- WHAT YOU NEED TO DO:
Continue the article on Yoshiyuki Tomino's 2009 press conference from the point where it ends.

Yoshiyuki Tomino Press Conference

Sep 14th 2009

Acclaimed director Yoshiyuki Tomino gave a talk to the Foreign Correspondents' Club of Japan on July 7 to mark the 30th anniversary of the Gundam anime franchise. He talked about the inspirations for his works, some of his ideals, and the 18-meter-tall, "life-size" Gundam statue that was just being finished at the artificial Odaiba island in Tokyo Bay. Although he has worked on several popular series in many capacities, Tomino is best known for creating the Gundam franchise, lending his name and creative talents to dozens of Gundam series over the years. He has also created series such as Aura Battler Dunbine and Space Runaway Ideon.

Note: The following talk and interview was conducted press-conference style, and as such, the questions were contributed by various media outlets.

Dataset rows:

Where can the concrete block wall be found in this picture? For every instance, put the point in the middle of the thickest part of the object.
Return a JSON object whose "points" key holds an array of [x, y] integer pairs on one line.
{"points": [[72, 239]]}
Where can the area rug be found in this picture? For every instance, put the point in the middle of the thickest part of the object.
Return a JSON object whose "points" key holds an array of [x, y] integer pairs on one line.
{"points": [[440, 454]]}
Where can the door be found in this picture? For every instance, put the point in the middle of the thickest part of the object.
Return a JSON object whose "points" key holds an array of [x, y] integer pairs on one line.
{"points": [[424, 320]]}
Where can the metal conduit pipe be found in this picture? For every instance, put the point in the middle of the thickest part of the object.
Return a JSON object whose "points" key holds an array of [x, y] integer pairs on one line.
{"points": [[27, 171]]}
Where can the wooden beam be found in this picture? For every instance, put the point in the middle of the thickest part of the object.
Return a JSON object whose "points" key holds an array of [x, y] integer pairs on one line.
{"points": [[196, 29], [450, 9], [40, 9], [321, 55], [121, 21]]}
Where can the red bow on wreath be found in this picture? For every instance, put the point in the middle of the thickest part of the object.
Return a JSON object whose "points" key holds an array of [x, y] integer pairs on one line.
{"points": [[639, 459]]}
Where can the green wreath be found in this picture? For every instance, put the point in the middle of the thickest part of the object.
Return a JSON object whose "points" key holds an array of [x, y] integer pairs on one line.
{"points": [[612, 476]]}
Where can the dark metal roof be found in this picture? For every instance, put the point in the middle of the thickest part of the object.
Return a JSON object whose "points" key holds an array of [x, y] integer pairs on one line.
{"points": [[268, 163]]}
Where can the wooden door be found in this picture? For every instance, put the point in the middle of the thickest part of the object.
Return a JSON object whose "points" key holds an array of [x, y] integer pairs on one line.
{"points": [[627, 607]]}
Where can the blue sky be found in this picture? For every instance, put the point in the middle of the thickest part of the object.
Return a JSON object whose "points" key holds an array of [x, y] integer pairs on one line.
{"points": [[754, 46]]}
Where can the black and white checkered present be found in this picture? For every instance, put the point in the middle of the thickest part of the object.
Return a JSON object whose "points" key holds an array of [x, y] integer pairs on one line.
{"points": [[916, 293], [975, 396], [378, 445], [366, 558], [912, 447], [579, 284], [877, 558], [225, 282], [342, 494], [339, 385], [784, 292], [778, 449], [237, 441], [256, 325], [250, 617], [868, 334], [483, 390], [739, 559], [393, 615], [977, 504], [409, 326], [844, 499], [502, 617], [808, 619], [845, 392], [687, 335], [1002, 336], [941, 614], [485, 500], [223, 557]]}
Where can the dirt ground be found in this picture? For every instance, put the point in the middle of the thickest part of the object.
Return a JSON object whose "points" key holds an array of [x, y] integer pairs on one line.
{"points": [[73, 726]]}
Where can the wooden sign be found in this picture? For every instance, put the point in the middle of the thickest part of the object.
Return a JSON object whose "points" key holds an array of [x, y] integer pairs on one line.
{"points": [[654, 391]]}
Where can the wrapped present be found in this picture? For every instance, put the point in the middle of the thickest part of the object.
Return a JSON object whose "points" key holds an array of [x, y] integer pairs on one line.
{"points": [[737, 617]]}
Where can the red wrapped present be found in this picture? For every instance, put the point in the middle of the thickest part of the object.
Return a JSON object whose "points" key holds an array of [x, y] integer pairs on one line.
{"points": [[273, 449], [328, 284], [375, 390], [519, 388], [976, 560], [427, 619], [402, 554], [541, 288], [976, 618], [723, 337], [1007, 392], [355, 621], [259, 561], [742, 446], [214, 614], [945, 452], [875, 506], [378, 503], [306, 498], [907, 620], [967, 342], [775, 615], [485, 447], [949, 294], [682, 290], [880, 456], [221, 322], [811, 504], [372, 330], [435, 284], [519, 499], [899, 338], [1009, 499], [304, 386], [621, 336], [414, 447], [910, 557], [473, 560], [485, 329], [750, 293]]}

- EXERCISE RESPONSE:
Ladies and gentlemen, good afternoon and welcome to the Foreign Correspondents' Club of Japan this afternoon. My name is Martin Williams, and I'm the moderator today. Anyone who's grown up in Japan in the last 30 years will surely know the Gundam anime. Kids today, whether they are 5 years old or 40 years old, still enjoy the series and today we are honored to welcome Yoshiyuki Tomino, who is the executive director of the anime series. I was trying to thank Mr. Tomino in the anteroom before we came in here, and was already hearing some interesting stories, so I'm sure we are going to hear a lot more as the speech begins. Without further ado, please welcome Mr. Yoshiyuki Tomino.

Hello, I'm Tomino. I've just been introduced.

Today, I would like to talk a little bit about my career, my background, and I would like to talk about that in the context of how Japan and the anime and manga culture is viewed in Japan. What I mean by this is that I don't necessarily care for the way Japanese manga and Japanese anime are portrayed at present. I have some thoughts about them and I will talk about that today.

When I was a child, and of course I'm referring to a period 50 to 60 years ago, basically manga did exist, but they were a thing that was read quickly and then discarded. You could find it in the trash boxes in every home. Also, there was no anime as we know it today. What we did have were moving manga—cartoons, of course. There were also these longer works created by Disney. But in general, the world of animation, the world of manga, was not considered to be high art.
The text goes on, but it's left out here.